** start INPUT MATERIAL **

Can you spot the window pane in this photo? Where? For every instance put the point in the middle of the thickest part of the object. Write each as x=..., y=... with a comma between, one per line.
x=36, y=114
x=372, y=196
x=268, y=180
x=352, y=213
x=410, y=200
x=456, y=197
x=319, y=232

** end INPUT MATERIAL **

TASK TO COMPLETE: Can you copy every item above line for line, with no changes?

THE OUTPUT:
Can you spot the window pane in this photo? Where? For every instance put the point in the middle of the thickest part of the object. Write each as x=..., y=... with a comma between, one per line.
x=36, y=114
x=372, y=196
x=268, y=180
x=352, y=213
x=410, y=200
x=456, y=197
x=319, y=232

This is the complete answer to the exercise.